Reproduce each line of the material that follows, word for word.

#### Data records ####

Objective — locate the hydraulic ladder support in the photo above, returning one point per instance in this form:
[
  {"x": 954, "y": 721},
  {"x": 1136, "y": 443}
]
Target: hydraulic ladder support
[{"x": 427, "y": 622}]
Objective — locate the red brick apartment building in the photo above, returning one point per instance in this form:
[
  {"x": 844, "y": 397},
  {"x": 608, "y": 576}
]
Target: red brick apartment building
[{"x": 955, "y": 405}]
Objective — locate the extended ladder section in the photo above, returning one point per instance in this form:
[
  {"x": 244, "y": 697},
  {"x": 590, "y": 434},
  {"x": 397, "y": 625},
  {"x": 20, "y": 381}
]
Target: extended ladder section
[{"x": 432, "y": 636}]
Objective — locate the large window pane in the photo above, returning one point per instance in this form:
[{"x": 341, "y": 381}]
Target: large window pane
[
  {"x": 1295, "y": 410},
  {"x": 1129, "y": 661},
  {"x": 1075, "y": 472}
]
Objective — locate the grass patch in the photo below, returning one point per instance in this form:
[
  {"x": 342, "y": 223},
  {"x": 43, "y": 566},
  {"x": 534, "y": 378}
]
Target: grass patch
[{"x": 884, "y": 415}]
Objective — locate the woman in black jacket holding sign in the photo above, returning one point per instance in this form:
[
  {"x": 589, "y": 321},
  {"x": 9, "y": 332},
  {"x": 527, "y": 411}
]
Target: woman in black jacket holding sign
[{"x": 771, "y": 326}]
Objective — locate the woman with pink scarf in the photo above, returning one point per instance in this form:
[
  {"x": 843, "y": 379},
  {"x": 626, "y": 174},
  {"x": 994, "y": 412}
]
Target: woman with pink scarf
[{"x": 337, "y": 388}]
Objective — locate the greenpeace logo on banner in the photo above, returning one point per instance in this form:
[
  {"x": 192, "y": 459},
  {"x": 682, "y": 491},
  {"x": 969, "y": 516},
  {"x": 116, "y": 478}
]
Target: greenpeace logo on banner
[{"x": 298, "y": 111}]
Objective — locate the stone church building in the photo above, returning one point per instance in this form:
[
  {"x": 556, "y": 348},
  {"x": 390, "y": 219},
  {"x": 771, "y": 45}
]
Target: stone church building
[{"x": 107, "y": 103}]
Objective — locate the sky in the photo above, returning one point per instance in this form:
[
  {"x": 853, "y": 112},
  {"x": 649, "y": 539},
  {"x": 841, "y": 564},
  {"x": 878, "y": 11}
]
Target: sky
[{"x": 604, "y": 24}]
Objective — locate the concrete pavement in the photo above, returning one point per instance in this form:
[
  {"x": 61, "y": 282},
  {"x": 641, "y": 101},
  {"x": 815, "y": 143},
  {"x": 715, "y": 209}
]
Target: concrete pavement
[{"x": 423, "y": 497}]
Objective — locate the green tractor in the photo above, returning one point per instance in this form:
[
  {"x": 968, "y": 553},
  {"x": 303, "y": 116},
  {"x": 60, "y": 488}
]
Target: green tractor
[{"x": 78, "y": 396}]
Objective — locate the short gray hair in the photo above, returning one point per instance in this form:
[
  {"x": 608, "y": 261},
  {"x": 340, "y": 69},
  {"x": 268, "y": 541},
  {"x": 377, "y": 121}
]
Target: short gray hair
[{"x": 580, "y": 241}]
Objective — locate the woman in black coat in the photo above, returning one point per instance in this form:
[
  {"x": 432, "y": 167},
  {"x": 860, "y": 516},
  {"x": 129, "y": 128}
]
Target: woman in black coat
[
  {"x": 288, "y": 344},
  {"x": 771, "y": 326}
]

####

> **Solution**:
Objective — locate the hydraulic ladder support in the photo above, returning one point per instance in this form:
[
  {"x": 954, "y": 721},
  {"x": 1136, "y": 443}
]
Target: hydraulic ladder support
[{"x": 427, "y": 622}]
Objective — locate the red brick apartment building in the photo above, returning one point per instance in this form:
[
  {"x": 844, "y": 397},
  {"x": 608, "y": 576}
]
Target: red brick apartment building
[{"x": 955, "y": 405}]
Objective — locate the extended ladder section in the photo above, returning one point per instance in this form:
[
  {"x": 244, "y": 697},
  {"x": 590, "y": 434},
  {"x": 397, "y": 625},
  {"x": 20, "y": 381}
]
Target: extended ladder section
[{"x": 432, "y": 636}]
Objective — locate the large window pane in the photo above, returning one point per instance in this form:
[{"x": 341, "y": 381}]
Target: large window pane
[
  {"x": 1295, "y": 410},
  {"x": 1129, "y": 661},
  {"x": 1075, "y": 472}
]
Objective — locate the grass patch in the photo below, returning one point per instance in this form:
[
  {"x": 342, "y": 223},
  {"x": 43, "y": 566},
  {"x": 534, "y": 378}
]
Target: grass patch
[{"x": 884, "y": 415}]
Objective — locate the woman in black jacket holding sign in the photo above, returning one point per instance in this form:
[
  {"x": 589, "y": 321},
  {"x": 9, "y": 332},
  {"x": 527, "y": 411}
]
Target: woman in black jacket holding sign
[{"x": 771, "y": 326}]
Objective — locate the woman with pink scarf in the photo above, returning one point per instance in this form:
[
  {"x": 843, "y": 379},
  {"x": 626, "y": 174},
  {"x": 994, "y": 412}
]
Target: woman with pink scarf
[{"x": 337, "y": 388}]
Objective — locate the greenpeace logo on banner in the photo above, returning one point per instance in this form:
[
  {"x": 192, "y": 459},
  {"x": 682, "y": 491},
  {"x": 969, "y": 516},
  {"x": 116, "y": 478}
]
Target: greenpeace logo on banner
[{"x": 298, "y": 111}]
Objective — locate the stone church building in the photo above, returning one point per instance in this form:
[
  {"x": 556, "y": 348},
  {"x": 390, "y": 219},
  {"x": 771, "y": 45}
]
Target: stone church building
[{"x": 107, "y": 103}]
Objective — locate the sky in the photo above, returning one point per instance in this form:
[
  {"x": 853, "y": 112},
  {"x": 649, "y": 539},
  {"x": 841, "y": 564},
  {"x": 878, "y": 11}
]
Target: sky
[{"x": 604, "y": 24}]
Objective — locate the concrete pavement in the photo above, returning one point per instance in this form:
[
  {"x": 61, "y": 282},
  {"x": 641, "y": 101},
  {"x": 815, "y": 143},
  {"x": 715, "y": 209}
]
Target: concrete pavement
[{"x": 423, "y": 497}]
Objective — locate the green tractor in the photo above, returning one point per instance in this form:
[
  {"x": 968, "y": 553},
  {"x": 303, "y": 116},
  {"x": 60, "y": 488}
]
Target: green tractor
[{"x": 78, "y": 396}]
Objective — locate the short gray hair in the photo above, returning one point per instance in this form:
[
  {"x": 608, "y": 261},
  {"x": 340, "y": 69},
  {"x": 268, "y": 541},
  {"x": 377, "y": 121}
]
Target: short gray hair
[{"x": 580, "y": 241}]
Objective — locate the woman in black coat in the photo above, returning one point per instance in this form:
[
  {"x": 432, "y": 167},
  {"x": 860, "y": 516},
  {"x": 129, "y": 128}
]
Target: woman in black coat
[
  {"x": 288, "y": 344},
  {"x": 771, "y": 326}
]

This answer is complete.